(Natural-language object grounding data)
--------------------

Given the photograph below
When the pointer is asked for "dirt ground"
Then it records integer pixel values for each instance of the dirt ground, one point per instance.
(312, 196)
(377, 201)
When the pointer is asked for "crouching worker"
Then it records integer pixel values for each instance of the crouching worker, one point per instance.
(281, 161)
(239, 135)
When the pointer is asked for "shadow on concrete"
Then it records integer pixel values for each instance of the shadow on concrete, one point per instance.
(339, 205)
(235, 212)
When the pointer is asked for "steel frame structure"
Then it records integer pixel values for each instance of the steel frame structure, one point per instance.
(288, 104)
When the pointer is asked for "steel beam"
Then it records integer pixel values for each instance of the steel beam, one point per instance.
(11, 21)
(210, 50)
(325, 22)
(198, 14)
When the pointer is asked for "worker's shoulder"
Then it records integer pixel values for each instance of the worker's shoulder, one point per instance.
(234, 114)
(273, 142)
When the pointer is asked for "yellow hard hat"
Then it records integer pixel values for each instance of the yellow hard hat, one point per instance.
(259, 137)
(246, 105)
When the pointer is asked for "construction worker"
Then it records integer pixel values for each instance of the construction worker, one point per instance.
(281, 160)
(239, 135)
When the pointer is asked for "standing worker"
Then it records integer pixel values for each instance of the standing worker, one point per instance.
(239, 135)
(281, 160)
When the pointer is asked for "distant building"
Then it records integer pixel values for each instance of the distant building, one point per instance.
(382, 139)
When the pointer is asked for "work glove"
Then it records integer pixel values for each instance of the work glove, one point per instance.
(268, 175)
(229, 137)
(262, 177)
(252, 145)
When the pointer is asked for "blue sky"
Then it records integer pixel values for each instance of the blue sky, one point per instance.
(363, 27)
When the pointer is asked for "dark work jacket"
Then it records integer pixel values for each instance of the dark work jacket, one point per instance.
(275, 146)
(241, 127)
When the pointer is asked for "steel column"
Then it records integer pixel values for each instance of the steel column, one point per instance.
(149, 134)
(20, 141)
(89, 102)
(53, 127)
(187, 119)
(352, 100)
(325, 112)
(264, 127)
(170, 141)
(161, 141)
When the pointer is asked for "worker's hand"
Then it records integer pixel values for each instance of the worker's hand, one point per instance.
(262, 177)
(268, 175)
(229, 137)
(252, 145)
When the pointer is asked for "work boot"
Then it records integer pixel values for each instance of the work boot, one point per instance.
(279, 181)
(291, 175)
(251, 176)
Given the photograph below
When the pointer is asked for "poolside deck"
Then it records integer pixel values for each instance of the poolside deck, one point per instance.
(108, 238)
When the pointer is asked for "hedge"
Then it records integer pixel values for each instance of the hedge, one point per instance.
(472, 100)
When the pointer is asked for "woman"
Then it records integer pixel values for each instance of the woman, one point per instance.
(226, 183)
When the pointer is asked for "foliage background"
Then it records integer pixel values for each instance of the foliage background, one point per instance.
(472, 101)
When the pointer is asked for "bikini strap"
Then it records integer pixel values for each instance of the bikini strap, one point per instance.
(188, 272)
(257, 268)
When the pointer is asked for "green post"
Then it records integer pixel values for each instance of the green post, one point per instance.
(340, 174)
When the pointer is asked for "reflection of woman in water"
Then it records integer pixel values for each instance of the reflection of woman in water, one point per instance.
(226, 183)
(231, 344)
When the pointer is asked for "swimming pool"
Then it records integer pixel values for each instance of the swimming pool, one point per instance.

--------------------

## [Task goal]
Give back every line of the data exactly.

## [Output of the exercise]
Given the photograph below
When the pointer is asked for "dirt ground"
Then it records integer pixel values for each instance of the dirt ground, one point per instance.
(312, 196)
(377, 201)
When the pointer is asked for "crouching worker"
Then it records integer pixel values for each instance of the crouching worker, one point per instance.
(281, 161)
(239, 135)
When the pointer is asked for "shadow on concrete"
Then it records integer pixel values for each instance of the shadow on concrete, one point per instance.
(339, 205)
(235, 212)
When the pointer is asked for "steel frame structure"
Then it records integer pixel values for each instance of the steel frame structure, one point per instance.
(288, 104)
When the pointer is asked for "steel beam"
Then it records integer pixel values for each instance of the steel beam, one point per instance.
(11, 21)
(210, 50)
(325, 22)
(198, 14)
When the pointer is asked for "worker's shoulder"
Then it records integer pixel values for each instance of the worker's shoulder, one point per instance.
(234, 114)
(273, 142)
When the pointer is asked for "yellow hard hat"
Then it records integer pixel values for each instance of the yellow hard hat, one point per instance.
(259, 137)
(246, 105)
When the pointer is asked for "construction worker"
Then it records integer pixel values for each instance of the construction worker, one point per instance.
(281, 160)
(239, 135)
When the pointer is asked for "standing worker"
Then it records integer pixel values for each instance of the standing worker, one point per instance.
(239, 135)
(281, 160)
When the pointer is asked for "distant building"
Then it records integer pixel values for each instance of the distant building, one point per instance.
(382, 139)
When the pointer is asked for "work glove"
Then it records integer pixel values for each instance of the work glove, one point per instance.
(268, 175)
(229, 137)
(262, 177)
(252, 145)
When the pointer is asked for "blue sky"
Then it records integer pixel values for each instance of the blue sky, one point per instance.
(363, 27)
When the pointer is asked for "dark work jacket"
Then it records integer pixel values for each instance of the dark work jacket, one point per instance.
(275, 146)
(241, 127)
When the pointer is asked for "steel column"
Then it records integer pixel values for each instance of the steel column, one point per instance.
(149, 134)
(20, 141)
(89, 102)
(53, 127)
(187, 119)
(352, 100)
(325, 112)
(264, 127)
(170, 141)
(161, 141)
When the pointer is asked for "worker's hand"
Then it records integer pixel values for each instance of the worker's hand, one point per instance.
(262, 177)
(268, 175)
(229, 137)
(252, 145)
When the pointer is asked for "work boot"
Then it records integer pixel values for each instance of the work boot, one point per instance.
(279, 181)
(291, 175)
(251, 176)
Given the photograph below
When the pointer is asked for "poolside deck"
Then it records integer pixel values for each instance of the poolside deck, one point per instance.
(108, 238)
When the pointer is asked for "hedge"
Then it records integer pixel values for each instance of the hedge, one point per instance.
(472, 100)
When the pointer is asked for "woman"
Then it records integer pixel values for each instance of the woman, one point per instance.
(226, 183)
When the pointer is asked for "foliage background"
Then it records integer pixel values for each instance of the foliage background, one point per instance.
(472, 101)
When the pointer is asked for "bikini strap"
Then it records integer pixel values for each instance of the bikini strap, one point per instance.
(188, 272)
(257, 268)
When the pointer is asked for "green post"
Then it records integer pixel values for each instance of the green post, one point per instance.
(340, 174)
When the pointer is asked for "reflection of woman in water"
Then it records integer pixel values for each instance of the reflection of woman in water, one point per instance.
(226, 183)
(231, 344)
When the pointer is asked for "swimming pool"
Then it records integer pixel values for each instance of the swimming pool, one point per instance.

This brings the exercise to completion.